### Consignes
**1.** Relevez tous les musiciens nommés dans le compte rendu de concert ci-dessous.
**2.** D'après le compte rendu de concert, quel musicien assure les lignes de basse ?
**3.** Poursuivez le compte rendu de concert à partir de sa dernière phrase.

### Texte source
+++

Le second morceau délivre un groove irrésistible, le phrasé tout en finesse de Marquis Hill et les riffs bien sentis de Matt Gold forgent un récit très écrit, redéfini grâce aux improvisations magnétiques du trompettiste avec en contrepoint le relief des phrases rythmiques déssinées avec beaucoup de clarté par Makaya, qui, inlassablement trace le chemin. Après ce voyage céleste, les quatre musiciens retrouvent la mélodie.
Le concert se poursuit sur une rythmique africaine, petite flute pour Marquis Hill, percussions légères pour les deux autres tandis que le jeu foisonnant de Makaya monte en puissance libérant un groove qui nous donne des fourmis dans les jambes, le morceau met en valeur les lignes de basse de Junius Paul, deuxième membre d’un tandem rythmique qui sera exceptionnel tout au long du concert.

+++

### Matériel
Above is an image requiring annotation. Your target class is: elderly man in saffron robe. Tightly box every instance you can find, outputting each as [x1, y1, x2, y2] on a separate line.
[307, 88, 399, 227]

+++

### Corrigé
**1.** Marquis Hill, Matt Gold, Makaya, Junius Paul

**2.** Junius Paul

**3.**
Lors de sa première prise de parole, Makaya évoque le sens qu’il donne à sa musique. Avec Off the record, il revendique que l’improvisation doit être collective, elle célèbre la vie et rend le monde plus beau. Sur scène, il fait corps avec la batterie, présent mais jamais envahissant, son agilité dénotant la force tranquille. Son groove incroyable ne vient cependant pas écraser ses compères, ce sont d’infatigables artisans d’une musique évolutive, relevant le défi improbable d’être toujours en osmose tout en se surprenant dans des pièces au long cours. Il n’y aura pas de chorus démonstratifs mais beaucoup d’interactions et le plaisir jubilatoire de triturer, tordre un thème pour lui insuffler une seconde, une troisième vie.
Les morceaux s’enchainent, nous immergeant dans des paysages sonores kaléidoscopiques étourdissants. Les solos de chacun toujours plus inspirés et variés sculptent une fresque musicale hypnotique. Au cours de sa seconde intervention, Makaya évoque la spiritualité : La musique doit être un vecteur d’unité. La partager c’est communier l’espace d’un instant pendant lequel public et musiciens respirent le même air. A une époque dit-il, où les « fake news » saturent l’espace, seule l’énergie du Live nous permet d’être connectés dans une grande spontanéité, Il remercie le public pour son soutien.
Le dernier titre interprété News feed confirme son immense talent de « Beat scientist » : Le travail rythmique produit par Junius Paul ce soir est mis en valeur lors d’une brillante joute avec les riffs lyriques délivrés par Matt Gold.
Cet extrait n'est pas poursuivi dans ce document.